[Records contained in a dataset]

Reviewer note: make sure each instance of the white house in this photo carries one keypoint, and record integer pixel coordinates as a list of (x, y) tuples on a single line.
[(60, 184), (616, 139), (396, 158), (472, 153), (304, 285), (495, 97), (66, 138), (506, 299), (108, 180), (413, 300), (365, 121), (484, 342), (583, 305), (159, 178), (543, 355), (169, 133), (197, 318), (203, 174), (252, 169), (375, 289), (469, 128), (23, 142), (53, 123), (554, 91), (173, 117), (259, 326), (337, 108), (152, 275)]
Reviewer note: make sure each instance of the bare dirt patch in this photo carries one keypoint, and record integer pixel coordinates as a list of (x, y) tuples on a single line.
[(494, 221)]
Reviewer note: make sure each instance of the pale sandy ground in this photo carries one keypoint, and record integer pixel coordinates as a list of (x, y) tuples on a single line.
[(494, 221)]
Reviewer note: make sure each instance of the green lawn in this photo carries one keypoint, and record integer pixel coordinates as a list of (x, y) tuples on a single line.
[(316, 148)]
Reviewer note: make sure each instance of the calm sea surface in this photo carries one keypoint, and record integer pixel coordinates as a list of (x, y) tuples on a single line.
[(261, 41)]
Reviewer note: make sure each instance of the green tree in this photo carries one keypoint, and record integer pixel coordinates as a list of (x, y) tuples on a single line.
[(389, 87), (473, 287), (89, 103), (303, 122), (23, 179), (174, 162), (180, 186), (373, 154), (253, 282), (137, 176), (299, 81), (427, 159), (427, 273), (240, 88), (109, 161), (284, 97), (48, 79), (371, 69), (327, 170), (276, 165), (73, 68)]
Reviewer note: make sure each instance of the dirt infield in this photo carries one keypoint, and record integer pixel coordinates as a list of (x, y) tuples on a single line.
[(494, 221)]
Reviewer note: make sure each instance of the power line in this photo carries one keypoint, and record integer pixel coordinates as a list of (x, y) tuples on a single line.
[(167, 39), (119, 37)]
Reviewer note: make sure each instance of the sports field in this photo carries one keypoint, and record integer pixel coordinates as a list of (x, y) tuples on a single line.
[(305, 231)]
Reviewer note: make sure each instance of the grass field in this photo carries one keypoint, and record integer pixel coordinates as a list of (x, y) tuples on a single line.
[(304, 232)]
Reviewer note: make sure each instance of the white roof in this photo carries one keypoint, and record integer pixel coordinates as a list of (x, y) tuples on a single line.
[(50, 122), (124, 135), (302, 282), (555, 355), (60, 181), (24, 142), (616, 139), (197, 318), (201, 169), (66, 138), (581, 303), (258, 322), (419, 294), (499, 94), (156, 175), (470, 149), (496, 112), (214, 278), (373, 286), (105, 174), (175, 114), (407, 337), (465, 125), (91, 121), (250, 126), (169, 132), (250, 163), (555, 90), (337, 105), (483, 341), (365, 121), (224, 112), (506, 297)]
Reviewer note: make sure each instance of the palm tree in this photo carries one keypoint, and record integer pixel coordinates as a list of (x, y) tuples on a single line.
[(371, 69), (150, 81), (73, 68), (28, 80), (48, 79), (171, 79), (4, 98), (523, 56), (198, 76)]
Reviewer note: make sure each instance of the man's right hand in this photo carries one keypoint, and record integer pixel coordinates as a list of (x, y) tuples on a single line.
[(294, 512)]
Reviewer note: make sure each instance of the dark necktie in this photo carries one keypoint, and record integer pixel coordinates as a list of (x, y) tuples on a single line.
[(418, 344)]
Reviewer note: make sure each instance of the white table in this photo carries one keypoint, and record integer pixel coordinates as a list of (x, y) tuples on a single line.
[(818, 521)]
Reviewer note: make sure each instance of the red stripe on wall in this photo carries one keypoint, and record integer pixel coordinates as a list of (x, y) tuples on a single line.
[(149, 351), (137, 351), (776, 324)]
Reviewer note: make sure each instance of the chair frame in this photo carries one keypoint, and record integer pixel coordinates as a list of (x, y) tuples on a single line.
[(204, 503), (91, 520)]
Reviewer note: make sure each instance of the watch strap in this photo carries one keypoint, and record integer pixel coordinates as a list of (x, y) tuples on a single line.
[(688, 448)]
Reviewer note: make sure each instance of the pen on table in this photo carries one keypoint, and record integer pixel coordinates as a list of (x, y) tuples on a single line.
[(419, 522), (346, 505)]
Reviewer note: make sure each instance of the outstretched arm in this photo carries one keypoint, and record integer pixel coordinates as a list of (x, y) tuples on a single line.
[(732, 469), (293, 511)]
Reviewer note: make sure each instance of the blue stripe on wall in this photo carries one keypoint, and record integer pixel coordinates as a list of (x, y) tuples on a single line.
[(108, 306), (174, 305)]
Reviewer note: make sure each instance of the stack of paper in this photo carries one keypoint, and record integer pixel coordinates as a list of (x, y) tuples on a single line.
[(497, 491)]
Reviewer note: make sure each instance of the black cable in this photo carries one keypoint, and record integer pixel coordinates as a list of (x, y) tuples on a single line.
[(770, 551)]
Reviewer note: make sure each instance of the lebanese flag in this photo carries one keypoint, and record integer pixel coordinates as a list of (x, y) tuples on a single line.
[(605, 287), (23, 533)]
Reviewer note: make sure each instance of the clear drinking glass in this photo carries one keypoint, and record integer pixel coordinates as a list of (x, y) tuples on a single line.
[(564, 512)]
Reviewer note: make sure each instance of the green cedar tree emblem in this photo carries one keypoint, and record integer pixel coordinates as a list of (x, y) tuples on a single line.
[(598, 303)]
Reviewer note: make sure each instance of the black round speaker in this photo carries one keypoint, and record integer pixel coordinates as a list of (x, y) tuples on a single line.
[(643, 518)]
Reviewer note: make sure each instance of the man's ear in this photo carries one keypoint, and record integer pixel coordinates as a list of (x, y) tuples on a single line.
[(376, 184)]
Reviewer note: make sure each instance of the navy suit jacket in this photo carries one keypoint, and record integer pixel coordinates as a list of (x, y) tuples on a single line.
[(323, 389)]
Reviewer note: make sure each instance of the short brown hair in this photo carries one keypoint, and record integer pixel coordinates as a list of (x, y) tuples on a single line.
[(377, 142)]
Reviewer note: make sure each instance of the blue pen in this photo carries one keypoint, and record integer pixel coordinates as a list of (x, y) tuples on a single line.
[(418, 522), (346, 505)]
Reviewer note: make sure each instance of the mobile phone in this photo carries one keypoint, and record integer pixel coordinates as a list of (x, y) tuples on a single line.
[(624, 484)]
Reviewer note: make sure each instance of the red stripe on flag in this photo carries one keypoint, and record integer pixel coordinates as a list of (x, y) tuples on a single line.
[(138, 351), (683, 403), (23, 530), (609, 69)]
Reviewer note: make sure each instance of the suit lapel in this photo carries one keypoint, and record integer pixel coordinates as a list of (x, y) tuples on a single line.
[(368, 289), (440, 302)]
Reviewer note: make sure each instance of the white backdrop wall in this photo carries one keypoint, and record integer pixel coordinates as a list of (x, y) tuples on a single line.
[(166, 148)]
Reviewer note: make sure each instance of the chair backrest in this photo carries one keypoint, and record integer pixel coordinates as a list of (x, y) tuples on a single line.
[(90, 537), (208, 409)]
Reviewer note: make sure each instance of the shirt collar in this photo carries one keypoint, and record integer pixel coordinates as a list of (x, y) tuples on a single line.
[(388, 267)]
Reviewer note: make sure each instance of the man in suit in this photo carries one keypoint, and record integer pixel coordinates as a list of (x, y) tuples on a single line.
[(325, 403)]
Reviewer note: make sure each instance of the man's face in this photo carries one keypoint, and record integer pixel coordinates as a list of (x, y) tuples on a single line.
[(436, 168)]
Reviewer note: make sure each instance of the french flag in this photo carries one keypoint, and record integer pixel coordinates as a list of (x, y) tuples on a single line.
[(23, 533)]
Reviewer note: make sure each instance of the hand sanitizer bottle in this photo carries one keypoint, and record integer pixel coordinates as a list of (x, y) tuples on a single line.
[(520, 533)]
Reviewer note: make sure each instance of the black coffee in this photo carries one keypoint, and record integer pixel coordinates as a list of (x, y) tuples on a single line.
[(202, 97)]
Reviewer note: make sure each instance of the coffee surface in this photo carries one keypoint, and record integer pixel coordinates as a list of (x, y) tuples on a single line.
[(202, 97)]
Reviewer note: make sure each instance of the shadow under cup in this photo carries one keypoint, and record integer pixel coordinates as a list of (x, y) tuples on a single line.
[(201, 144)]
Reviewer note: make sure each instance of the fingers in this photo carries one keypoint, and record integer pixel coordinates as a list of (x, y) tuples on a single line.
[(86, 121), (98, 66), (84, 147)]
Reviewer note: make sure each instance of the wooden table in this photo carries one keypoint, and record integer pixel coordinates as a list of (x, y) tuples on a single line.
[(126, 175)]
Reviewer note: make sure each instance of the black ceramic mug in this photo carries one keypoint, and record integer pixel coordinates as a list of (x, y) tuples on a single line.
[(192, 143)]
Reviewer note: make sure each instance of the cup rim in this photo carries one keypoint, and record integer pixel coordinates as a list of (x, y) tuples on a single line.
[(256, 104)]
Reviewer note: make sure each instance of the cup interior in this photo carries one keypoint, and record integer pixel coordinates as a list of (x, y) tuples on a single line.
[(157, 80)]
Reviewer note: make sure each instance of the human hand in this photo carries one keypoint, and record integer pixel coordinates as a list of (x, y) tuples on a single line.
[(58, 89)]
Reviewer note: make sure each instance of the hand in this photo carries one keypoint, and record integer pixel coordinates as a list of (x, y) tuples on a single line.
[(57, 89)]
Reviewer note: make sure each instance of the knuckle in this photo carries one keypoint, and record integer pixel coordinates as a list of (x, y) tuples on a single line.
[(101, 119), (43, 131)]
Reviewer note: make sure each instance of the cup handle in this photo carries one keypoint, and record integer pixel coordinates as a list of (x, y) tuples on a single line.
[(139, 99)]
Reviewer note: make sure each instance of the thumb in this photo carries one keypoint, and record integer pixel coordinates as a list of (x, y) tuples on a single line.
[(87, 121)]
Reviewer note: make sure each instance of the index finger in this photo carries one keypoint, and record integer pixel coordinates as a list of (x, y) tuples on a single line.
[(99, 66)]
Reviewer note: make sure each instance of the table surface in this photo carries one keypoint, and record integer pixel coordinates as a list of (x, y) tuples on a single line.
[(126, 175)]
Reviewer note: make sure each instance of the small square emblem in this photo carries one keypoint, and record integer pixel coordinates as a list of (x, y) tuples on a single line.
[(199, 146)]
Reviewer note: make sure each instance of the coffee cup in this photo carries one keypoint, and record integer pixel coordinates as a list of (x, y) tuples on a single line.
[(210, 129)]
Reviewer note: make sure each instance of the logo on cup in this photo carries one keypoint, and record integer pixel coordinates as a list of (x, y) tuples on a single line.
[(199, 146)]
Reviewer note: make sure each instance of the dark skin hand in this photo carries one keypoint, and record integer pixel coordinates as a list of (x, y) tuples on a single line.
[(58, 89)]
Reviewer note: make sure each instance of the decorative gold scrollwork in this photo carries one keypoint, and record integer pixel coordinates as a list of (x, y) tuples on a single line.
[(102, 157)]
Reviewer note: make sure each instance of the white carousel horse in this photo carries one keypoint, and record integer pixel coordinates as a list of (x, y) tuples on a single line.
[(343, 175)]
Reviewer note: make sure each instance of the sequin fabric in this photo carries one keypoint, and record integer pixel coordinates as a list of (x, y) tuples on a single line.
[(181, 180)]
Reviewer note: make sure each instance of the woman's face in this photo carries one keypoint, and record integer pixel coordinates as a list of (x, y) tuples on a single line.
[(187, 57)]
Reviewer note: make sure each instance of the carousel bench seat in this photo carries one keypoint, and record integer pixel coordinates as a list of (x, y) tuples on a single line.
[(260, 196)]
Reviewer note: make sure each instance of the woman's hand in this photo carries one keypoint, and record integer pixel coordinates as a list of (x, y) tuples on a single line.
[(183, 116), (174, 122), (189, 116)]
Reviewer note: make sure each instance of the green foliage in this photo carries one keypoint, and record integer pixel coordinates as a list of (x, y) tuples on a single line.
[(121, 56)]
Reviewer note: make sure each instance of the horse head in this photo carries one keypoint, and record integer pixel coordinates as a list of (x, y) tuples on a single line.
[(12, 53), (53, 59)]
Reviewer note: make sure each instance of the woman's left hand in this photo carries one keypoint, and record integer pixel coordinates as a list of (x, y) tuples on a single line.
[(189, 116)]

§ Problem requirements: Your answer must be the line containing "Reviewer note: make sure each instance of the decorative" through the last line above, copied exactly, with nothing added.

§ Written answer:
Reviewer note: make sure each instance of the decorative gold scrollwork in this photo carries one keypoint, and record integer pixel coordinates as a list of (x, y) tuples on a single line.
[(102, 157)]
Reviewer note: make sure each instance of the white carousel horse in this photo carries one keypoint, and record integer pixel coordinates as a list of (x, y) tuples on a single line.
[(343, 175)]
Reviewer note: make sure each instance of the sequin fabric in this photo carries one keypoint, and record integer pixel coordinates as a list of (x, y) tuples on a single line.
[(181, 180)]
Reviewer note: make sure each instance of the woman's face in this photo carries one keypoint, and record integer pixel coordinates as a list of (x, y) tuples on a single line.
[(187, 57)]
Reviewer note: make sure each instance of the carousel bench seat in this photo carries one keypoint, and record integer pixel coordinates as a list of (x, y) tuples on a single line.
[(260, 196)]
Reviewer note: make sure each instance of the woman's hand in this photo carries one keypoint, and record integer pixel coordinates as a list of (x, y) tuples on a single line.
[(183, 116), (174, 122), (189, 116)]
Reviewer note: make sure each instance of the green foliage in this photo carries one keypoint, and record integer pixel coordinates as a list of (x, y) tuples on a single line.
[(121, 56)]
Reviewer note: make sure each instance of the horse head in this photo carries one keypoint, and record integer pixel coordinates as a list of (x, y) tuples on a single line.
[(12, 53), (53, 59)]
Reviewer note: make sure each instance of the woman's left hand in this photo carries one keypoint, and record integer pixel coordinates as a list of (x, y) tuples on a single line.
[(189, 116)]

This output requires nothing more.